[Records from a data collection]
□ □ □ □
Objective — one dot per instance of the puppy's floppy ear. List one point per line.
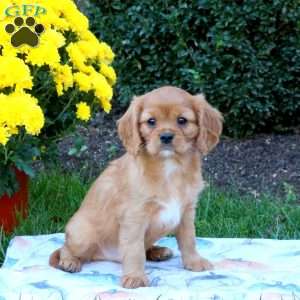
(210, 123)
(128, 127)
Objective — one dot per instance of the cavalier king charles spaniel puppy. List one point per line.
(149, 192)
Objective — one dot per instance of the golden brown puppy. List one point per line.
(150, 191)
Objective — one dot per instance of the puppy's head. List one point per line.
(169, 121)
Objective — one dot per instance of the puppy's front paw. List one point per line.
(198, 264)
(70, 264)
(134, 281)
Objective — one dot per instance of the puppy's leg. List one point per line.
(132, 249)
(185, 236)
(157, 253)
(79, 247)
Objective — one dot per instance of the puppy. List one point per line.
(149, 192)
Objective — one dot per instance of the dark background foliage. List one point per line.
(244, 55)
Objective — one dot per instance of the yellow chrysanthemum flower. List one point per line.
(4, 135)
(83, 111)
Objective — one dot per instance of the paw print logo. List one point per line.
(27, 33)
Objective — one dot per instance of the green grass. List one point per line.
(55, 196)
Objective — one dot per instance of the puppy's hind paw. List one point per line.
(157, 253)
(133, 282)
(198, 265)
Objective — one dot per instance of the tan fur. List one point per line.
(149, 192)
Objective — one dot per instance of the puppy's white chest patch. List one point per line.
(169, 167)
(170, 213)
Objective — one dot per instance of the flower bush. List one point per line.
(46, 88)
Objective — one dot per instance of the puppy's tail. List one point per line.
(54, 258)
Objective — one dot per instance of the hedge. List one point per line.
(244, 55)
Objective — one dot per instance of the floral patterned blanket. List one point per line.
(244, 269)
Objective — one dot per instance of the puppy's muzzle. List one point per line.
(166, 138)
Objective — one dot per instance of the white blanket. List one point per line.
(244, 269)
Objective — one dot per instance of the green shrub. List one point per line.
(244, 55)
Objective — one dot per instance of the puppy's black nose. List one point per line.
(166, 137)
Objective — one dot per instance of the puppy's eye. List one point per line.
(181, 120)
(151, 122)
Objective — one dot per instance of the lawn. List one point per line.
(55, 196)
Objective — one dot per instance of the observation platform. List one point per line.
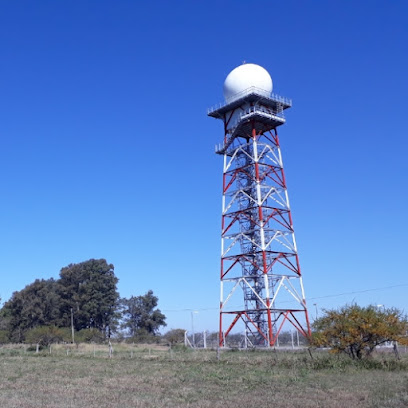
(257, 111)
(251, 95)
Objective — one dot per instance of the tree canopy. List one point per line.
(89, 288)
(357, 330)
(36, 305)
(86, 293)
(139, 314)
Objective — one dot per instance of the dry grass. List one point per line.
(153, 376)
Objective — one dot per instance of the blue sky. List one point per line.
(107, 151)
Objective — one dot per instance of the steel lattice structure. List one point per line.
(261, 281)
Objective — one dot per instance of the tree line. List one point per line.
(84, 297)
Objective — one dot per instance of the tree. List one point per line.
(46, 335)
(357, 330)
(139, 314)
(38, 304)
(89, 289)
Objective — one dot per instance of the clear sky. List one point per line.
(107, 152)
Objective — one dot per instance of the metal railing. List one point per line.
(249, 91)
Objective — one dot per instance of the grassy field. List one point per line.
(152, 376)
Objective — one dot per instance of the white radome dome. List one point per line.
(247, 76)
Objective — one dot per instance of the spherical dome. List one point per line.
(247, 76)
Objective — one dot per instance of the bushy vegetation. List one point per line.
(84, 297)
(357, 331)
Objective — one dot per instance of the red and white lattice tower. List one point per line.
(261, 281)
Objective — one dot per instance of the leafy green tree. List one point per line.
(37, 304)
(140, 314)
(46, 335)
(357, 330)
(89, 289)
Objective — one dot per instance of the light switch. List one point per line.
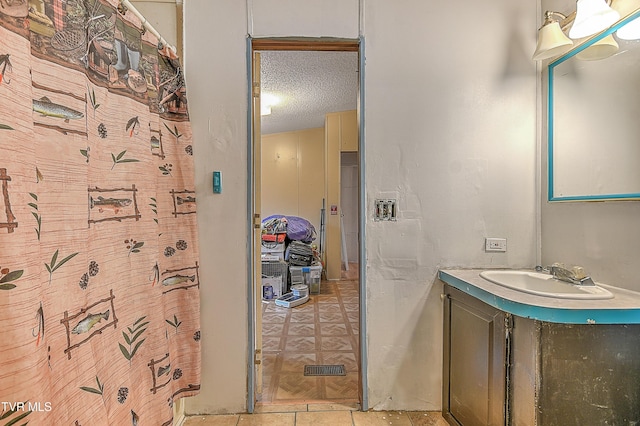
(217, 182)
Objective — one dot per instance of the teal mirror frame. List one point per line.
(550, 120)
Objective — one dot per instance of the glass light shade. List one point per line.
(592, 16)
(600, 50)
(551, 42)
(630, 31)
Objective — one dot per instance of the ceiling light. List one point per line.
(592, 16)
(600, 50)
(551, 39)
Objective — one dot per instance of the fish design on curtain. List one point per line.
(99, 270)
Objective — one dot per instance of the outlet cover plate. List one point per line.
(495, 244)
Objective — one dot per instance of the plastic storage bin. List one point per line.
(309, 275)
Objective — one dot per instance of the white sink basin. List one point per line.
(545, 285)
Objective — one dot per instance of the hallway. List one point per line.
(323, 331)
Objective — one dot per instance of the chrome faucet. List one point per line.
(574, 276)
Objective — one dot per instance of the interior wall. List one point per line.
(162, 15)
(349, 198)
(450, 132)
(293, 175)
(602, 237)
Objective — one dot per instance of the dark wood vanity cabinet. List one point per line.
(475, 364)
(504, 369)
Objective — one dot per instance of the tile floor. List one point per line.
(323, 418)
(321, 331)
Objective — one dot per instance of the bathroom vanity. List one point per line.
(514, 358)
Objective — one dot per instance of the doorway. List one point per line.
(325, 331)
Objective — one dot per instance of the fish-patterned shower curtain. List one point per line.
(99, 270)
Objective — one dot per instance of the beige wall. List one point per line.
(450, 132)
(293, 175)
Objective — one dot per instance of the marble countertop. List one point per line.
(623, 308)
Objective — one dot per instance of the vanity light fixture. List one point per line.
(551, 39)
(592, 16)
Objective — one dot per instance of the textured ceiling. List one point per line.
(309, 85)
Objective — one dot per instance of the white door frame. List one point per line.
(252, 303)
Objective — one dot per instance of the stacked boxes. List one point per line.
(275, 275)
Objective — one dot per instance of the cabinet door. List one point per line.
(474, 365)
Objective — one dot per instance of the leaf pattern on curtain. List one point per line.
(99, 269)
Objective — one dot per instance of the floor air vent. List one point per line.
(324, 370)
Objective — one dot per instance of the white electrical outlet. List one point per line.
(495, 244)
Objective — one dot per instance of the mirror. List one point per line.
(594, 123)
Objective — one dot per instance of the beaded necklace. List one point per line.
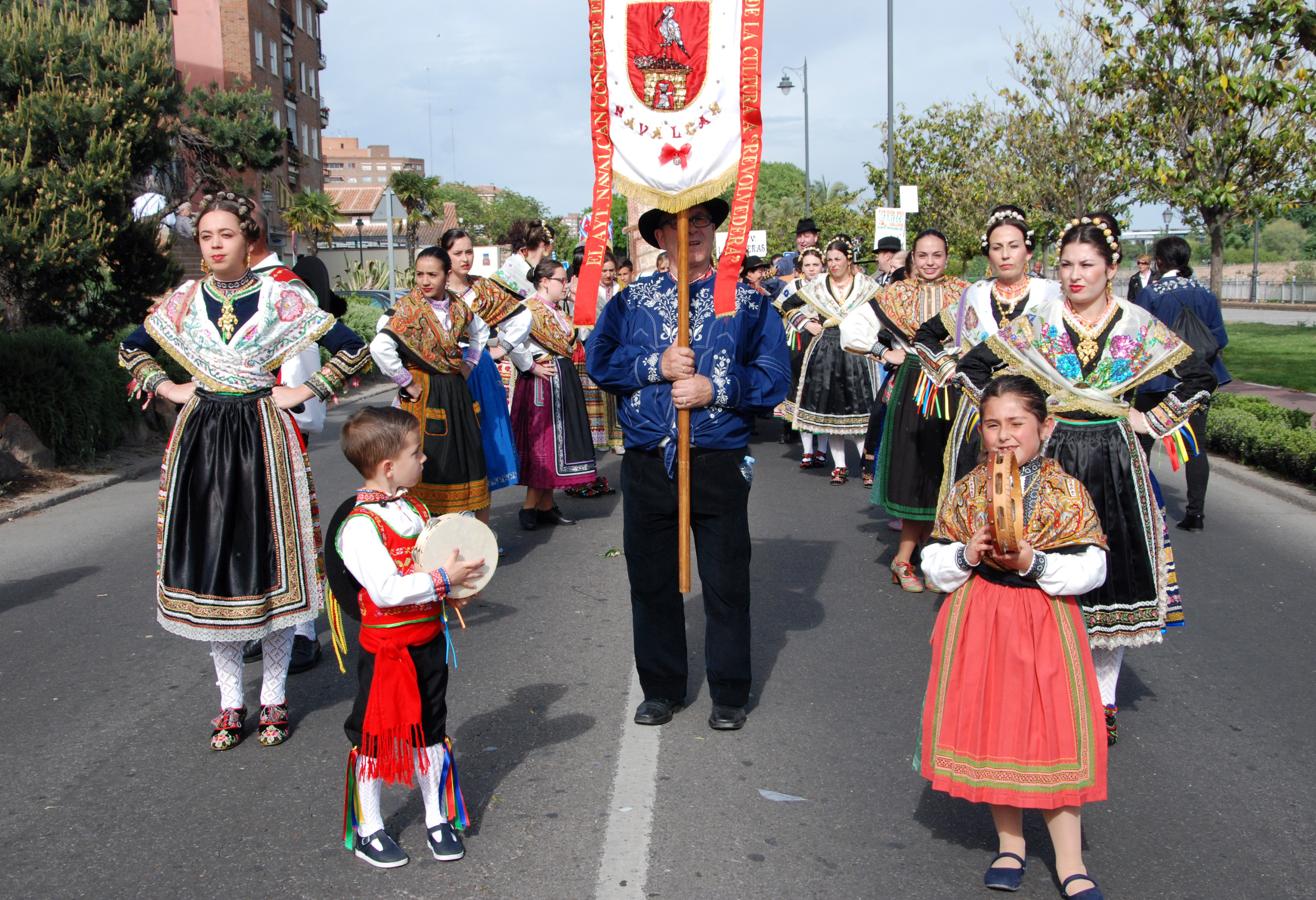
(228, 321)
□ □ □ □
Leaving out every picture, repeat the records above exactly as they stand.

Objective — one dot per instance of the puppy's floppy ear. List one point per line.
(210, 123)
(128, 127)
Objective — one dot per instance of the cavalier king charles spaniel puppy. List one point per line.
(149, 192)
Objective — one dot per instance of the golden brown puppy. List one point per line.
(150, 191)
Objective — one dot per instance of the puppy's head. List one point per line.
(169, 121)
Objective — one dot per instance of the puppy's front paw. List one point per line.
(198, 264)
(70, 264)
(134, 281)
Objective — one dot per instance of the puppy's leg. List one point per line.
(132, 249)
(185, 236)
(157, 253)
(79, 247)
Objective — one dot per instance of the puppy. List one point per line.
(149, 192)
Objective — one dot per instance of the dark background foliage. List one point per line.
(244, 55)
Objective — one dot per instance of the yellow chrysanthemum flower. List one point per line.
(4, 135)
(83, 111)
Objective — one dot per instance of the paw print logo. List one point per line.
(27, 33)
Objective — one dot per instance of the green grass. List one point per line.
(55, 196)
Objective — one dot per instance of the puppy's hind paw. List one point per line.
(157, 253)
(133, 282)
(198, 265)
Objective — one dot per instance of the tan fur. List one point per line.
(149, 192)
Objective — one dot per instance of the puppy's white chest patch. List one point per line.
(169, 167)
(170, 213)
Objective — one dot per instance of the flower bush. List one point per line.
(46, 88)
Objective — one dot per instance of the puppy's tail. List one point per line.
(54, 258)
Objective — one dot per instance of the hedge. List one point per line.
(244, 55)
Objective — one dot per instance of the floral patterned blanket. List one point per line.
(244, 269)
Objective — one dot per instance of the puppy's muzzle. List one point per line.
(166, 138)
Objective — one dot per instance of the white blanket. List one point per line.
(244, 269)
Objective — one dot per instance of the green shrub. List one point per line.
(244, 55)
Objective — one dot per instance of the puppy's black nose. List one point per line.
(166, 137)
Objective — one dot per instance of the puppy's eye. List one point per line.
(181, 120)
(151, 122)
Objective — one dot per instance of the lawn. List one point per line.
(55, 196)
Objective — one dot per instance of the observation platform. List one point per line.
(257, 111)
(251, 95)
Objective — one dot per instance of the tree canopy. List one point per line.
(89, 288)
(357, 330)
(36, 305)
(86, 293)
(139, 314)
Objective — one dot per instance of the dry grass. List one point per line.
(153, 376)
Objective — one dot per instance of the blue sky. List one point per line.
(107, 151)
Objective — one dot per instance of the steel lattice structure. List one point per line.
(261, 281)
Objective — one dot per instance of the tree line. List one point per line.
(84, 297)
Objective — one dot per instance of the tree. List one point per line.
(46, 335)
(357, 330)
(139, 314)
(38, 304)
(89, 289)
Objective — one dot per instance of the clear sky. List one point per line.
(107, 152)
Objective — one dot per instance of the metal railing. List one point per line.
(249, 91)
Objective — one dot per instance of the grassy field. List one point per line.
(152, 376)
Objective — one dot per instance of the white radome dome. List one point per line.
(247, 76)
Objective — one dot per instance of the spherical dome. List one point per line.
(247, 76)
Objective — one dot per instance of the bushy vegetation. List one point per line.
(84, 297)
(357, 331)
Objective — one dot per instance of the red and white lattice tower. List one point per line.
(261, 281)
Objective — one dot per instance of the leafy green tree. List one point per line.
(37, 304)
(140, 314)
(46, 335)
(357, 330)
(89, 289)
Objective — one dot per instance of the light switch. List one point per line.
(217, 182)
Objective — one dot per instance of the teal mirror frame. List one point per line.
(550, 120)
Objective — one dot per instance of the glass light shade. List one point per line.
(592, 16)
(600, 50)
(551, 42)
(630, 31)
Objective — one dot per instance of the ceiling light. List one point per line.
(592, 16)
(600, 50)
(551, 39)
Objective — one dot per instance of the fish design on curtain. List one point per line.
(99, 270)
Objective — one dot per instance of the outlet cover plate. List one point per line.
(495, 244)
Objective — one dot per instance of the plastic storage bin. List one point per line.
(309, 275)
Objective — one dot per instance of the white sink basin. List one point per line.
(545, 285)
Objective — one dot per instance of the hallway. List one point per line.
(323, 331)
Objective — one dot per instance of the chrome faucet. List one point per line.
(574, 276)
Objective — one dot per instance of the interior wall. List one point per line.
(162, 15)
(349, 198)
(450, 132)
(293, 175)
(602, 237)
Objective — one dot per instance of the dark wood vanity cabinet. List one point per line.
(475, 364)
(504, 369)
Objective — one dot per instance of the tile floor. List one point per line.
(323, 418)
(321, 331)
Objective — one dot per instance of the bathroom vanity. List one point per line.
(514, 358)
Objective — one dot per instance of the doorway. List one point per line.
(325, 331)
Objective — one dot per instance of the fish-patterned shower curtain. List one point per line.
(99, 270)
Objective — one dot per instance of the beige wall. List one point per line.
(450, 132)
(293, 175)
Objective — one dot per instance of the marble countertop. List one point per line.
(623, 308)
Objective — one dot per instance of the vanity light fixture. List one point per line.
(551, 39)
(592, 16)
Objective — one dot per instance of the textured ceiling. List one point per line.
(309, 85)
Objective — one dot per instance of the white door frame. List one point per line.
(252, 303)
Objective — one dot per instance of the stacked boxes. List one point per line.
(275, 275)
Objective — one dot per instance of the cabinet door. List one point per line.
(474, 365)
Objective — one dot per instance of the leaf pattern on curtain. List one point per line.
(99, 269)
Objective — one dot per instance of the floor air vent. List one point per line.
(324, 370)
Objective — one dot per instance of the white electrical outlet. List one point per line.
(495, 244)
Objective — one dot per instance of the mirror. List one point per line.
(594, 123)
Objective — one dot per instance of the beaded necklace. List one point per line.
(228, 321)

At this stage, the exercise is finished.